▶ **Provided entries**
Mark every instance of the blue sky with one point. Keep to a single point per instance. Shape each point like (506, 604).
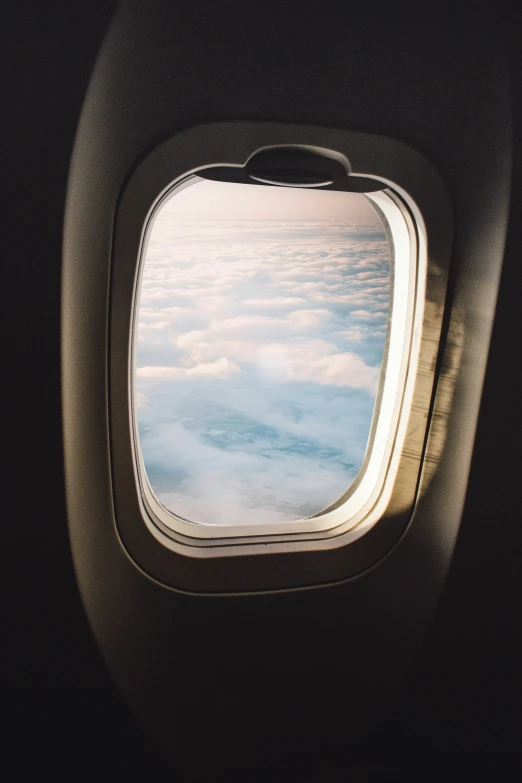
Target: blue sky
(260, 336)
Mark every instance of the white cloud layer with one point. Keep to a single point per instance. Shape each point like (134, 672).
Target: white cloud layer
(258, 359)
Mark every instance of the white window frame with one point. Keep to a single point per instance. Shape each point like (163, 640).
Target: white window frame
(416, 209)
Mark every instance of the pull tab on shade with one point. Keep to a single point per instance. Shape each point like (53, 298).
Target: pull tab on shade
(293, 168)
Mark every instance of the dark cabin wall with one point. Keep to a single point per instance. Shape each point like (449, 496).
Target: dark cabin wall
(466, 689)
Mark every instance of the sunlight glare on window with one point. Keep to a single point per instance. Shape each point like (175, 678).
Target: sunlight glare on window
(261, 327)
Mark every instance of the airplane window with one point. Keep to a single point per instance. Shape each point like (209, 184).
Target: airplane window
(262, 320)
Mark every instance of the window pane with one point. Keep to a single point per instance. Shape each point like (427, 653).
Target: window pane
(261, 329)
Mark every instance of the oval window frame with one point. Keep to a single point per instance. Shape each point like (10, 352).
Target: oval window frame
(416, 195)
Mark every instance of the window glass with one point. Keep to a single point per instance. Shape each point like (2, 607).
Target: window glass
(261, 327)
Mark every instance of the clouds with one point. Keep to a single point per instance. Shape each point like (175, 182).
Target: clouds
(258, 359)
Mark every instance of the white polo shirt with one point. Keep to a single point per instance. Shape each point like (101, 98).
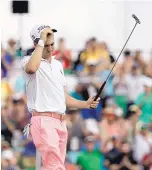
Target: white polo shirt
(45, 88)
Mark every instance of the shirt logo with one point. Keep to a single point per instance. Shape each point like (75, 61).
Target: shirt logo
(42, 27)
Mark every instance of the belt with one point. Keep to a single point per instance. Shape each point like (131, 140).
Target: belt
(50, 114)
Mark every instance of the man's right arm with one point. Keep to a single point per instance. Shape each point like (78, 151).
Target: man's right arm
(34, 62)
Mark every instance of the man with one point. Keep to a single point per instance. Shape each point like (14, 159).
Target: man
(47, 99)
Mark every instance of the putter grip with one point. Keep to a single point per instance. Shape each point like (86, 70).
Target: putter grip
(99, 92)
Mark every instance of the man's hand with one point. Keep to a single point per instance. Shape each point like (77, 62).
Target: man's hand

▶ **Brief**
Looking at the entries above, work out how many lines contain the word "hand", then reply with only that figure.

▶ **Result**
2